═════ Data listing
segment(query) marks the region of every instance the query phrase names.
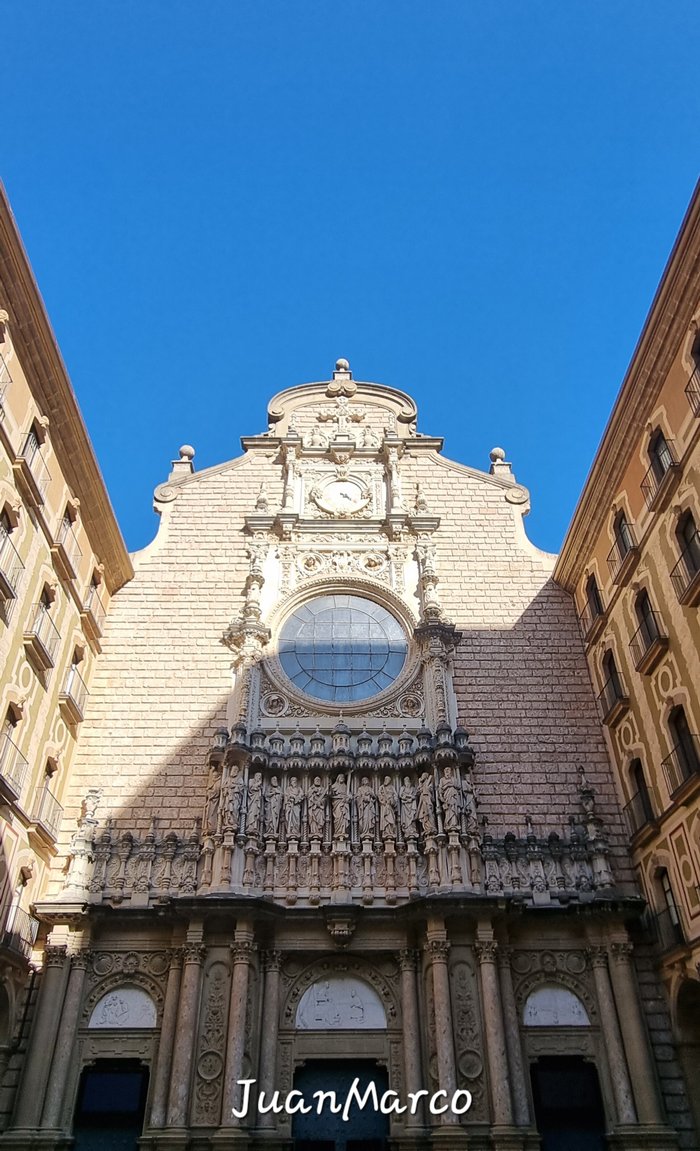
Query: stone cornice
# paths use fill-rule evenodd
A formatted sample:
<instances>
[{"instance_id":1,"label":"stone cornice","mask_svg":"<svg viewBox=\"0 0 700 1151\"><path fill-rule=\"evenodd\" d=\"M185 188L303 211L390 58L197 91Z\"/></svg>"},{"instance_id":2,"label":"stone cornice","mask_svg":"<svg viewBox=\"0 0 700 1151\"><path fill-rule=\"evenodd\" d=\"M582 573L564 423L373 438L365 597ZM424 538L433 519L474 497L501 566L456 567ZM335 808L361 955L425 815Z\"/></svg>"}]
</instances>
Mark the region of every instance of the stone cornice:
<instances>
[{"instance_id":1,"label":"stone cornice","mask_svg":"<svg viewBox=\"0 0 700 1151\"><path fill-rule=\"evenodd\" d=\"M134 574L66 366L56 343L7 195L0 184L0 303L66 482L79 498L90 543L110 593Z\"/></svg>"},{"instance_id":2,"label":"stone cornice","mask_svg":"<svg viewBox=\"0 0 700 1151\"><path fill-rule=\"evenodd\" d=\"M554 569L573 592L700 299L700 182L661 277Z\"/></svg>"}]
</instances>

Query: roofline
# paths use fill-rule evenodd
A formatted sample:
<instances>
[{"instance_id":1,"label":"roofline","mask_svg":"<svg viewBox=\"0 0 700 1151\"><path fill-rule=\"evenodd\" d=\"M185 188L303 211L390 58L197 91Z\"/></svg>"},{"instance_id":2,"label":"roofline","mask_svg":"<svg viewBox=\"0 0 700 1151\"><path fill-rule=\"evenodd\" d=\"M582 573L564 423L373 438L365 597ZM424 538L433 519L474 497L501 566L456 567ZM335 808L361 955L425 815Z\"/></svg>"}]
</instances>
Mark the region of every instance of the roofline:
<instances>
[{"instance_id":1,"label":"roofline","mask_svg":"<svg viewBox=\"0 0 700 1151\"><path fill-rule=\"evenodd\" d=\"M1 181L0 291L13 344L37 404L49 417L51 444L80 500L81 520L112 593L133 577L134 569Z\"/></svg>"},{"instance_id":2,"label":"roofline","mask_svg":"<svg viewBox=\"0 0 700 1151\"><path fill-rule=\"evenodd\" d=\"M554 579L573 592L700 298L700 180L564 537Z\"/></svg>"}]
</instances>

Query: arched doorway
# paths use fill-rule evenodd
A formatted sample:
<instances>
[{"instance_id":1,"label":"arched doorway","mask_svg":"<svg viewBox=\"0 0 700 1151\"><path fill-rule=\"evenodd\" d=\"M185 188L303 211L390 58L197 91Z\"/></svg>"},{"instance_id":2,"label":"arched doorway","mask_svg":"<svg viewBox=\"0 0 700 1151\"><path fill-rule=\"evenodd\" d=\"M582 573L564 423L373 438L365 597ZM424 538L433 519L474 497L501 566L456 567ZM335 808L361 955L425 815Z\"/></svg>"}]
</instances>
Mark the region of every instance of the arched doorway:
<instances>
[{"instance_id":1,"label":"arched doorway","mask_svg":"<svg viewBox=\"0 0 700 1151\"><path fill-rule=\"evenodd\" d=\"M695 1127L700 1133L700 983L694 979L681 984L676 1000L676 1019L678 1054L688 1085Z\"/></svg>"},{"instance_id":2,"label":"arched doorway","mask_svg":"<svg viewBox=\"0 0 700 1151\"><path fill-rule=\"evenodd\" d=\"M385 1151L389 1119L375 1109L371 1096L362 1110L353 1103L348 1109L347 1120L343 1119L342 1112L334 1114L331 1111L333 1100L328 1098L322 1101L324 1106L318 1114L320 1101L314 1098L314 1092L333 1091L337 1103L344 1106L356 1080L361 1097L371 1083L375 1085L377 1099L381 1099L389 1087L384 1068L366 1059L313 1060L298 1068L294 1075L294 1088L302 1093L306 1105L313 1110L307 1115L294 1116L294 1151Z\"/></svg>"},{"instance_id":3,"label":"arched doorway","mask_svg":"<svg viewBox=\"0 0 700 1151\"><path fill-rule=\"evenodd\" d=\"M134 1059L98 1059L83 1068L73 1151L136 1151L143 1130L148 1070Z\"/></svg>"},{"instance_id":4,"label":"arched doorway","mask_svg":"<svg viewBox=\"0 0 700 1151\"><path fill-rule=\"evenodd\" d=\"M598 1073L579 1055L547 1055L530 1068L542 1151L605 1151Z\"/></svg>"}]
</instances>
══════════
Task requirements – Pictures do not go in the copy; print every entry exactly as it stands.

Answer box –
segment(query) marks the region of every instance the query phrase names.
Query: stone cornice
# paths use fill-rule evenodd
A formatted sample:
<instances>
[{"instance_id":1,"label":"stone cornice","mask_svg":"<svg viewBox=\"0 0 700 1151\"><path fill-rule=\"evenodd\" d=\"M185 188L303 211L390 58L197 91Z\"/></svg>"},{"instance_id":2,"label":"stone cornice","mask_svg":"<svg viewBox=\"0 0 700 1151\"><path fill-rule=\"evenodd\" d=\"M582 573L564 423L373 438L365 597ZM424 538L433 519L474 497L501 566L456 567ZM335 808L361 955L425 815Z\"/></svg>"}]
</instances>
Mark the region of every instance of the stone cornice:
<instances>
[{"instance_id":1,"label":"stone cornice","mask_svg":"<svg viewBox=\"0 0 700 1151\"><path fill-rule=\"evenodd\" d=\"M134 574L66 366L56 343L7 195L0 184L0 303L66 482L79 498L90 543L110 593Z\"/></svg>"},{"instance_id":2,"label":"stone cornice","mask_svg":"<svg viewBox=\"0 0 700 1151\"><path fill-rule=\"evenodd\" d=\"M554 569L573 592L700 299L700 182L661 277Z\"/></svg>"}]
</instances>

Query: roofline
# paths use fill-rule evenodd
A formatted sample:
<instances>
[{"instance_id":1,"label":"roofline","mask_svg":"<svg viewBox=\"0 0 700 1151\"><path fill-rule=\"evenodd\" d=\"M185 188L303 211L390 58L197 91Z\"/></svg>"},{"instance_id":2,"label":"roofline","mask_svg":"<svg viewBox=\"0 0 700 1151\"><path fill-rule=\"evenodd\" d=\"M582 573L564 423L373 438L365 597ZM424 538L433 519L474 497L501 566L456 567ZM335 808L361 955L425 815Z\"/></svg>"}]
</instances>
Mark the region of every instance of the roofline:
<instances>
[{"instance_id":1,"label":"roofline","mask_svg":"<svg viewBox=\"0 0 700 1151\"><path fill-rule=\"evenodd\" d=\"M1 181L0 291L13 344L37 404L49 417L51 444L80 500L81 520L112 593L133 577L134 569Z\"/></svg>"},{"instance_id":2,"label":"roofline","mask_svg":"<svg viewBox=\"0 0 700 1151\"><path fill-rule=\"evenodd\" d=\"M554 579L573 592L700 298L700 180L564 537Z\"/></svg>"}]
</instances>

Query: arched doorway
# paths use fill-rule evenodd
A formatted sample:
<instances>
[{"instance_id":1,"label":"arched doorway","mask_svg":"<svg viewBox=\"0 0 700 1151\"><path fill-rule=\"evenodd\" d=\"M185 188L303 211L390 58L197 91Z\"/></svg>"},{"instance_id":2,"label":"arched doorway","mask_svg":"<svg viewBox=\"0 0 700 1151\"><path fill-rule=\"evenodd\" d=\"M582 573L564 423L373 438L365 597ZM424 538L433 519L474 497L501 566L456 567ZM335 808L361 955L425 815Z\"/></svg>"}]
</instances>
Mark the region of every instance of the arched doorway:
<instances>
[{"instance_id":1,"label":"arched doorway","mask_svg":"<svg viewBox=\"0 0 700 1151\"><path fill-rule=\"evenodd\" d=\"M695 1127L700 1133L700 983L694 979L681 984L676 1000L676 1019L678 1054L688 1085Z\"/></svg>"},{"instance_id":2,"label":"arched doorway","mask_svg":"<svg viewBox=\"0 0 700 1151\"><path fill-rule=\"evenodd\" d=\"M385 1151L389 1119L375 1109L371 1096L362 1110L353 1103L348 1109L347 1120L343 1119L342 1112L334 1114L331 1111L333 1100L328 1098L322 1101L324 1106L318 1114L320 1101L314 1098L314 1092L333 1091L337 1103L344 1106L356 1080L361 1097L371 1083L375 1085L377 1099L381 1099L389 1087L384 1068L366 1059L313 1060L298 1068L294 1075L294 1088L302 1093L306 1105L313 1110L307 1115L294 1116L294 1151Z\"/></svg>"},{"instance_id":3,"label":"arched doorway","mask_svg":"<svg viewBox=\"0 0 700 1151\"><path fill-rule=\"evenodd\" d=\"M134 1059L98 1059L83 1068L73 1151L136 1151L143 1130L148 1070Z\"/></svg>"},{"instance_id":4,"label":"arched doorway","mask_svg":"<svg viewBox=\"0 0 700 1151\"><path fill-rule=\"evenodd\" d=\"M598 1073L579 1055L547 1055L530 1068L542 1151L605 1151Z\"/></svg>"}]
</instances>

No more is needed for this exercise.